[Stored data entries]

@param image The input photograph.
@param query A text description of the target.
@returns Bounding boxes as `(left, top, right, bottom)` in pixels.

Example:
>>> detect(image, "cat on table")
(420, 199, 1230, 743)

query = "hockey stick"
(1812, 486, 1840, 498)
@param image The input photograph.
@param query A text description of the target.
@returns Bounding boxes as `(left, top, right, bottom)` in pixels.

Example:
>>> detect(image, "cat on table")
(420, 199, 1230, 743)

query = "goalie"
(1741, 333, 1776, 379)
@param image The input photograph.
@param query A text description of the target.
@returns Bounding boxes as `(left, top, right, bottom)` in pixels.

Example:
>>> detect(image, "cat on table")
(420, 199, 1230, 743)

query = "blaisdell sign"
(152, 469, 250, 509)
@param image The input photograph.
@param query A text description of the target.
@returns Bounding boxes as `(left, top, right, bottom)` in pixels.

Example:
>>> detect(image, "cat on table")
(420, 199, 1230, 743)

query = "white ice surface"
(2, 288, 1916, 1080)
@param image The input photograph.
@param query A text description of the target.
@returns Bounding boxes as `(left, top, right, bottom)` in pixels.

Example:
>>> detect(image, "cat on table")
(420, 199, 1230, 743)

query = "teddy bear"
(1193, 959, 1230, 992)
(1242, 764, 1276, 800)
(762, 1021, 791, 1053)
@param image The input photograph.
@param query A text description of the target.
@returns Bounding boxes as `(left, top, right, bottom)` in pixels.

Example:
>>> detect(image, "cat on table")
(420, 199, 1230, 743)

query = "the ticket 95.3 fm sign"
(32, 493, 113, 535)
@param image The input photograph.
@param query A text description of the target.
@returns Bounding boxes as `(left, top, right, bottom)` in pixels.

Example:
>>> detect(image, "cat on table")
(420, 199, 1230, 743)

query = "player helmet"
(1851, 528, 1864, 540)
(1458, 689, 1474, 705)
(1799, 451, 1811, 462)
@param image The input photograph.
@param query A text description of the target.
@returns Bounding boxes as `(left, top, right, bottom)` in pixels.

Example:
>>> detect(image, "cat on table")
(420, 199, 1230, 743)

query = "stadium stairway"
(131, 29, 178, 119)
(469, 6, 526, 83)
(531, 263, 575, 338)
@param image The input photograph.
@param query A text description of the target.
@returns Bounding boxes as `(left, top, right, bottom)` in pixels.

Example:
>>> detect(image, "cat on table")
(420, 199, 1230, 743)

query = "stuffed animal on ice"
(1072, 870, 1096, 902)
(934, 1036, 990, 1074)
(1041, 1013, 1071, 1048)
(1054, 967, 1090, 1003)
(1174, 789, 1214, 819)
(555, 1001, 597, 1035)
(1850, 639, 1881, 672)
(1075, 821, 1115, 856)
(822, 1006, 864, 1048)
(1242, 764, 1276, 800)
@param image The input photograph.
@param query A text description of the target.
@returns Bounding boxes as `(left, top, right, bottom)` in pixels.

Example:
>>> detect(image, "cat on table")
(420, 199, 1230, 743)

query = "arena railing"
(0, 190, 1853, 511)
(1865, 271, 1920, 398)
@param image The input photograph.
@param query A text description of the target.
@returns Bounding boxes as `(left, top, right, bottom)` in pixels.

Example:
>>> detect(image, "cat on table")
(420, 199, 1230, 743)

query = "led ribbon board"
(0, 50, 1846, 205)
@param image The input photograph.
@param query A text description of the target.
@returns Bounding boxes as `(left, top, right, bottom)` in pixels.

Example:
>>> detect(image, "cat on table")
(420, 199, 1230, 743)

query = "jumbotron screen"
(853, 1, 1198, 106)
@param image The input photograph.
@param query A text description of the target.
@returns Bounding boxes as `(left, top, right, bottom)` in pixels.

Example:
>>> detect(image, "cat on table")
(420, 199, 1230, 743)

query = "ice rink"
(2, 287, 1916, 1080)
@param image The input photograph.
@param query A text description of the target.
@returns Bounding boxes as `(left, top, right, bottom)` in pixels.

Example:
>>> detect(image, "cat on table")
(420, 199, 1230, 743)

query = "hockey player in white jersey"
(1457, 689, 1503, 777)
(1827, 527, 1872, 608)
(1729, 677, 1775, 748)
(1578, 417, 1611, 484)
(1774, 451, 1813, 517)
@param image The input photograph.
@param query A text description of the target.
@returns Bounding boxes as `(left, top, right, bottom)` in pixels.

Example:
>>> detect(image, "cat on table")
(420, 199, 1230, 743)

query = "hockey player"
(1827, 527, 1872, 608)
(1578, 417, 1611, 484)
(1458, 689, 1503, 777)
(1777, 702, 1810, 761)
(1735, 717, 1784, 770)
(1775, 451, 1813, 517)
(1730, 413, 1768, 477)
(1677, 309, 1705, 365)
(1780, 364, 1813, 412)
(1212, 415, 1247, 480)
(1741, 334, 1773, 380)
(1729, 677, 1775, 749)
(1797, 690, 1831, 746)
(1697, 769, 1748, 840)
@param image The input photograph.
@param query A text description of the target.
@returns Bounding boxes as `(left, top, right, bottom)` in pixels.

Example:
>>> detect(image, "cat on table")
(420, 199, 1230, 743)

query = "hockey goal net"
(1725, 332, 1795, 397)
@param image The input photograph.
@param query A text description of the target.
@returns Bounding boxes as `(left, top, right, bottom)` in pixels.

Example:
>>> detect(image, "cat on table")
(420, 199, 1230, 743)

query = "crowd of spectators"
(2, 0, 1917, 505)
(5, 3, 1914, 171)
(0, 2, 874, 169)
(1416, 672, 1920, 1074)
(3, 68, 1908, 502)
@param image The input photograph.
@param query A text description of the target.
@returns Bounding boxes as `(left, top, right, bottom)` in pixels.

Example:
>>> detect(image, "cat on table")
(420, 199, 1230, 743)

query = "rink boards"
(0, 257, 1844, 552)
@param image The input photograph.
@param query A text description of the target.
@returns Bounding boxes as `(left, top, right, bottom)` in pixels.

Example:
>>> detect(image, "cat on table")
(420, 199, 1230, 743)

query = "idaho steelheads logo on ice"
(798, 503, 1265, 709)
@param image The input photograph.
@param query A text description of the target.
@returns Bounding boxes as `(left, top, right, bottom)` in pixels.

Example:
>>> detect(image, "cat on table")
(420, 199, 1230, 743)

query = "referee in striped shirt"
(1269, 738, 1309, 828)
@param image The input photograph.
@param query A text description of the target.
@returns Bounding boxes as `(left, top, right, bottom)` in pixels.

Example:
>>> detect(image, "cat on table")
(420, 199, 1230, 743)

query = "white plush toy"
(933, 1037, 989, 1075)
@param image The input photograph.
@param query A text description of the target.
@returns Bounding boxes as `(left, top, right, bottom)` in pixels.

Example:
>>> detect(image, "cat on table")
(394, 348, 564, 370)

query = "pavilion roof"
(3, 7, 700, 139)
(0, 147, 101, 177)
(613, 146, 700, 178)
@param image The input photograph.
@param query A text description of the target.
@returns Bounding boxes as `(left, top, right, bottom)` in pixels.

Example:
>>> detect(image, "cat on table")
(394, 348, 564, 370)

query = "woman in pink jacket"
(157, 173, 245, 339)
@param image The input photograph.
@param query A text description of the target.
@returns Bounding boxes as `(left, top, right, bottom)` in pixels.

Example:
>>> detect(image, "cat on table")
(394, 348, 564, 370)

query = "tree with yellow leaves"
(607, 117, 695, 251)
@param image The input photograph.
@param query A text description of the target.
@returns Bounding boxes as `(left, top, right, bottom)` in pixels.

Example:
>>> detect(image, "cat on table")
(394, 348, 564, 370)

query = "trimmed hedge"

YOUR ASSIGNMENT: When copying the data above, keep every line exactly as written.

THE ANSWER:
@param image The input photograph.
@param query A text description of the target.
@returns Bounding boxes as `(left, top, right, bottom)` in pixels.

Example:
>>> detect(image, "cat on table")
(420, 199, 1230, 743)

query = "hockey stick"
(1812, 486, 1840, 498)
@param image The input photograph.
@param query A text description of the target.
@returns Bounding boxes as `(left, top, right, bottom)` in pixels.

Example:
>>> detect(image, "cat on table")
(420, 199, 1230, 743)

query = "goalie"
(1741, 333, 1776, 379)
@param image The input photograph.
@param query A text description of the target.
@returns Bounding boxes as `(left, top, right, bottom)` in pixels.

Example:
>>> detect(image, "cat on table")
(420, 199, 1230, 743)

query = "blaisdell sign"
(152, 469, 250, 509)
@param image The input photograph.
@param query A text description of the target.
@returns Bounding boxes as `(left, top, right, bottom)` in pixels.

Example:
>>> detect(image, "cat on table")
(420, 199, 1230, 743)

query = "white ice surface"
(2, 288, 1916, 1080)
@param image The input photograph.
@param query A text description of the target.
@returns Bounding boxes as `(left, top, right, bottom)` in pixels.

Example:
>>> detect(image, "cat on table")
(420, 199, 1230, 743)

query = "teddy bear"
(1193, 959, 1230, 992)
(1242, 764, 1276, 800)
(762, 1021, 791, 1053)
@param image The input photograph.
@param query A text description of the target.
@returns Bounding boxes as `(left, top, right, bottom)` in pixels.

Example:
>>> detect(image, "cat on table")
(420, 199, 1230, 743)

query = "the ticket 95.3 fm sign"
(32, 493, 113, 535)
@param image The input photograph.
@param query A text description of the target.
@returns Bounding boxes as `(left, top, right, bottom)` in pixels.

Example:
>>> detect(image, "cat on table")
(420, 199, 1230, 743)

query = "player helmet"
(1851, 528, 1864, 540)
(1458, 689, 1474, 705)
(1799, 451, 1811, 462)
@param image The input photograph.
@param query A text description of the target.
@returns Bounding boxes as `(left, top, right, bottom)` in pixels.

Example:
>>> detect(image, "cat on table")
(420, 199, 1230, 743)

query = "stadium stairway"
(131, 29, 178, 119)
(469, 6, 526, 83)
(531, 263, 575, 338)
@param image The input photograph.
@param query A text description of the target.
@returns Bounding boxes as `(left, top, right, bottom)` in pixels.

Example:
>>> detect(image, "cat on table")
(420, 199, 1230, 743)

query = "stuffed animal on ice"
(1072, 870, 1096, 902)
(934, 1036, 990, 1074)
(1041, 1013, 1071, 1048)
(1054, 967, 1090, 1003)
(1174, 789, 1214, 819)
(555, 1001, 597, 1035)
(1850, 639, 1881, 672)
(1075, 821, 1115, 856)
(822, 1006, 864, 1048)
(1242, 764, 1276, 800)
@param image The input photograph.
@param query A text description of the target.
@returns Bounding boxes as `(left, top, right, bottom)` in pixels.

Example:
>>> detect(image, "cat on table")
(420, 199, 1230, 743)

query = "arena railing"
(0, 190, 1853, 511)
(1865, 271, 1920, 398)
@param image The input photograph.
@param query A text description of the target.
@returns Bounding boxes as `(left, top, right, bottom)` in pixels.

Example:
>>> detect(image, "cat on table")
(420, 199, 1230, 743)

query = "led ribbon board"
(0, 50, 1846, 205)
@param image The input photograph.
@param query A text description of the target.
@returns Bounding boxes as `(left, top, right, bottom)` in pixels.

Example:
>>> detect(image, "cat on table")
(420, 199, 1230, 743)

query = "jumbotron screen"
(853, 1, 1198, 106)
@param image The input photograph.
@param query A text description of the target.
@returns Bounding boxes as `(left, top, right, bottom)` in pixels.

Example:
>>> detect(image, "cat on table")
(420, 199, 1230, 743)

query = "ice rink"
(2, 287, 1916, 1080)
@param image The input photograph.
@param query A text description of the target.
@returns Bounding boxes as `(left, top, right, bottom)` in pixels.

Example:
>>> detect(image, "cat on table")
(420, 199, 1230, 743)

query = "hockey player in white jersey"
(1457, 689, 1503, 777)
(1827, 527, 1872, 608)
(1729, 677, 1775, 748)
(1578, 417, 1611, 484)
(1774, 451, 1813, 517)
@param image The input photograph.
@param query A text description of the target.
@returns Bounding boxes as `(left, top, right, bottom)` in pixels.

Example:
>>> detect(image, "cat on table")
(420, 199, 1230, 743)

query = "hockey player"
(1827, 527, 1872, 608)
(1578, 417, 1611, 484)
(1458, 689, 1503, 777)
(1777, 702, 1810, 761)
(1735, 717, 1784, 770)
(1775, 451, 1813, 517)
(1730, 413, 1768, 477)
(1677, 309, 1705, 365)
(1780, 364, 1813, 412)
(1212, 415, 1247, 480)
(1741, 334, 1773, 380)
(1729, 677, 1775, 749)
(1797, 690, 1831, 746)
(1697, 769, 1748, 840)
@param image The input photograph.
@param query A text description of the target.
@returns Bounding boxes as `(left, top, right, bottom)` in pixels.

Example:
>>> detect(image, "cat on table")
(420, 199, 1230, 743)

query = "hockey goal net"
(1725, 332, 1795, 397)
@param image The input photograph.
@param query A text description of the target.
@returns Bounding boxes as `(left, top, right, bottom)` in pixels.

Example:
>>> detect(image, "cat on table")
(420, 199, 1230, 743)

query = "crowd of spectators"
(2, 0, 1917, 505)
(5, 3, 1914, 171)
(0, 2, 874, 169)
(1416, 672, 1920, 1074)
(3, 68, 1908, 502)
@param image The input photograph.
@param query A text description of the target.
@returns Bounding boxes as `(left, top, right, bottom)` in pixels.

Example:
>>> detect(image, "cat on table")
(420, 199, 1230, 743)

query = "rink boards"
(0, 257, 1844, 552)
@param image The input photograph.
@param query A text description of the target.
@returns Bounding boxes as `(left, top, right, bottom)` in pixels.

Example:
>>> detect(image, "cat on table")
(420, 199, 1230, 743)

query = "idaho steelheads logo on ice"
(798, 503, 1265, 709)
@param image The input photograph.
@param query A text description of the target.
@returns Bounding boxes as `(left, top, right, bottom)` in pixels.

Example:
>>> detect(image, "cat on table")
(420, 199, 1230, 743)

query = "referee in striped shirt"
(1269, 738, 1309, 828)
@param image The input photograph.
@param query A text description of the target.
@returns Bounding boxes as `(left, top, right, bottom)` in pixels.

Example:
>>> detect(image, "cat on table")
(420, 199, 1230, 743)

query = "white plush toy"
(933, 1037, 989, 1075)
@param image The input photograph.
@param query A text description of the target.
@returns Bounding boxes as `(left, top, right, bottom)` in pixels.

Example:
>>> detect(image, "cat on table")
(394, 348, 564, 370)

query = "pavilion roof"
(3, 7, 700, 139)
(0, 147, 101, 177)
(613, 146, 700, 178)
@param image The input photograph.
@param query A text description of the target.
@returns Bounding boxes as `(left, top, right, bottom)` in pixels.

Example:
>>> detect(image, "cat on table")
(394, 348, 564, 370)

query = "woman in pink jacket"
(157, 173, 245, 339)
@param image The input photograph.
@param query A text description of the target.
@returns Bounding boxes as `(left, top, right, bottom)` in pixels.

Example:
>>> detect(image, "cat on table")
(394, 348, 564, 370)

query = "tree with yellow leaves"
(607, 117, 695, 251)
@param image The input photograph.
@param query A text description of the target.
@returns Bounding boxes as `(left, top, right, bottom)` in pixels.

Example:
>>> detect(image, "cat on table")
(394, 348, 564, 370)

query = "trimmed hedge"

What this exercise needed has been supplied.